Copy the passage of the Lepton camera code between "#include <string.h>" and "#define ADDRESS (0x2A)", inclusive, reproducing it word for word.

══ DOCUMENT PASSAGE

I2C is used to read the serial number of the camera to check if the camera is working good. I am using the default settings of the camera and SPI reads 16bit registers to get the camera readings. Initially establishing synchronizing is essential.I have done that by calling LeptonSync() function.I Used UMFT234XF Development Module (USB to UART) to send the reading value to Visual Microsoft Studio to process the image.

#include "main.h"

#include "stdbool.h"

#include "stdio.h"

#include <inttypes.h>

#include "stdlib.h"

#include <string.h>

/* Private typedef -----------------------------------------------------------*/

/* Private define ------------------------------------------------------------*/

int8_t x = 0;

#define ADDRESS (0x2A)

#define AGC (0x01)

#define SYS (0x02)

#define VID (0x03)

#define OEM (0x08)

#define GET (0x00)

#define SET (0x01)

#define RUN (0x02)

#define VOSPI_FRAME_SIZE (164)

#define VOSPI_FRAME_SIZE1 (82)

/* Private variables ---------------------------------------------------------*/

int8_t BufferRX[2];

int8_t BufferRX1[2];

int TxIndex=0;

uint8_t lepton_frame_packet[VOSPI_FRAME_SIZE];

uint16_t lepton_frame_packet1[VOSPI_FRAME_SIZE1];

int16_t wordVal;

bool donecapturing= false;

uint16_t image[80][60];

uint8_t IDarray[60];

int ID[60];

int k=0;

int t=0;

/* Private function prototypes -----------------------------------------------*/

void SystemClock_Config1(void);

void I2C_Init(void);

void CLK_Init(void);

void FLepton_I2C_Read(void);

void SPI_Init(void);

void Timer_Clock_Init(void);

void Delay(int);

void LeptonSync(void);

void Read_lepton_frame(void);

void USART_Init(void);

void Print_lepton_frame(void);

void Print_Image(void);

void Print_BitVal(int16_t);

void Buffer_Image(void);

volatile uint8_t Val_3;

void send_InitBits(void);

/* Private functions ---------------------------------------------------------*/

int main(void)

{

SystemClock_Config1();

//I2C------------

CLK_Init();

LL_I2C_Disable(I2C1);

I2C_Init();

LL_I2C_Enable(I2C1);

FLepton_I2C_Read();

//------------------

//SPI1--------------

SPI_Init();

Timer_Clock_Init();

LL_SPI_Enable(SPI1);

//spi CLK

GPIOA->ODR &= ~LL_GPIO_PIN_5;

//---------------------

//USART-----------------

USART_Init();

LL_USART_Enable(USART2);

//---------------------------

while(1){

LeptonSync();

Delay(50);

while (donecapturing == false)

════
══ ENTRIES PROVIDED

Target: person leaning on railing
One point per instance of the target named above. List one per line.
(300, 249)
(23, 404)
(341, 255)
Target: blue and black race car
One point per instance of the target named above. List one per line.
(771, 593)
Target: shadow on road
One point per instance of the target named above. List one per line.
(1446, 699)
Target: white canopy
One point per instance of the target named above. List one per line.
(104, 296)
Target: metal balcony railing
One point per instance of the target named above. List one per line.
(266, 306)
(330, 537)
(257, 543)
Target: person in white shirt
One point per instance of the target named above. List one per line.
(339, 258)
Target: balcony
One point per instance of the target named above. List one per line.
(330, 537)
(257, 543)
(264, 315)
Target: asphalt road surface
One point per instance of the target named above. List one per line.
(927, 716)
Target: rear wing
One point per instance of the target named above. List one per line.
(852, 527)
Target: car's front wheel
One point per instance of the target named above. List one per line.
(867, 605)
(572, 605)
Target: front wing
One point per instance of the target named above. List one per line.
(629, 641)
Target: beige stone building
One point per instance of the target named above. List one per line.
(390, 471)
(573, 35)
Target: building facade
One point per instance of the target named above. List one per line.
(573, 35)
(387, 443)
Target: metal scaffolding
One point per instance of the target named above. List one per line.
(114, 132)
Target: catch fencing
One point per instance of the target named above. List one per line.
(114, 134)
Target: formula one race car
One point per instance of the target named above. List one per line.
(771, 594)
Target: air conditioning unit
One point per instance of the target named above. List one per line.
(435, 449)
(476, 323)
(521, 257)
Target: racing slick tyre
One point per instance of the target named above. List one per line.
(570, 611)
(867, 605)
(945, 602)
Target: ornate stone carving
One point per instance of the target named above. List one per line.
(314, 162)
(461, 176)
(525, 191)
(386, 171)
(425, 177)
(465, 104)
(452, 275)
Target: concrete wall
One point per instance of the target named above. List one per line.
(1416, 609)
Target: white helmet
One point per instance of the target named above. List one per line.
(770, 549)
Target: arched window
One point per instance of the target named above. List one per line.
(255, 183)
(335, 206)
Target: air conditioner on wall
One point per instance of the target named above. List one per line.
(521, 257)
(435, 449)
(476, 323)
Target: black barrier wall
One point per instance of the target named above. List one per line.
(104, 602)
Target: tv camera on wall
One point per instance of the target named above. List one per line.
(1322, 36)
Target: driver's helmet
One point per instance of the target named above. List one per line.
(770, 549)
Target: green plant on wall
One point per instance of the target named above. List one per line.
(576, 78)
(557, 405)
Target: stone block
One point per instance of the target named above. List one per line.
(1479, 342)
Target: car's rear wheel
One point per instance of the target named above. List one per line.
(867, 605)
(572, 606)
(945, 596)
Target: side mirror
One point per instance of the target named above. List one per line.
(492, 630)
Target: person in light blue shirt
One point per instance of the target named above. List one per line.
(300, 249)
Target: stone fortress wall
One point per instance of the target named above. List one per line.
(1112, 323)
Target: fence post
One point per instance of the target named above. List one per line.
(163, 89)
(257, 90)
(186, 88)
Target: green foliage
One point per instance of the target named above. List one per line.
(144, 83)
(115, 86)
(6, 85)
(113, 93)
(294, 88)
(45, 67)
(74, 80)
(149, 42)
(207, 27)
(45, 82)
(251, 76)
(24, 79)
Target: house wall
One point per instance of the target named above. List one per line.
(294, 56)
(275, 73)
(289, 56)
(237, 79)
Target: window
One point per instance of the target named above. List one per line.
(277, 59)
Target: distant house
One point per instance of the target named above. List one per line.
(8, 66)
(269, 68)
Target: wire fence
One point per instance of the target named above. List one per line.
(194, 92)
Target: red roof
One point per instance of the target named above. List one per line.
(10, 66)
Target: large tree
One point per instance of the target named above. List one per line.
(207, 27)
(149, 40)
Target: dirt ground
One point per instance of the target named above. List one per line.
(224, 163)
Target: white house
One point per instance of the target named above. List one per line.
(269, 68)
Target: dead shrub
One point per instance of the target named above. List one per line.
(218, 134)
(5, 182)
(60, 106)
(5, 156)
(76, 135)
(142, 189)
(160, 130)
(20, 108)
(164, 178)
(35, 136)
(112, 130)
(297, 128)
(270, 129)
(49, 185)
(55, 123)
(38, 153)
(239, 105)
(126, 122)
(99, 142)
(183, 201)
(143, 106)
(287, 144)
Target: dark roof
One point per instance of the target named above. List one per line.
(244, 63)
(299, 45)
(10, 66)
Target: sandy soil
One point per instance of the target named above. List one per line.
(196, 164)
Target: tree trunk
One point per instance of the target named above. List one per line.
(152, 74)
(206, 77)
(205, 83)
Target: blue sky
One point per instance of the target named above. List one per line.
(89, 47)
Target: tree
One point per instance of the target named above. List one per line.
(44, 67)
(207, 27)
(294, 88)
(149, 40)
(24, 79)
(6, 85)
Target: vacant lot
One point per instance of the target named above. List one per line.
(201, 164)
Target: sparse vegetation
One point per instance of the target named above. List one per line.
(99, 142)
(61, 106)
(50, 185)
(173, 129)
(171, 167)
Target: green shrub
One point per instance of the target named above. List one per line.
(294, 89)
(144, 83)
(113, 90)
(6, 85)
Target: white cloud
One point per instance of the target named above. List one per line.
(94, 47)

════

EXERCISE RESPONSE ::
#include <string.h>

/* Private typedef -----------------------------------------------------------*/

/* Private define ------------------------------------------------------------*/

int8_t x = 0;

#define ADDRESS (0x2A)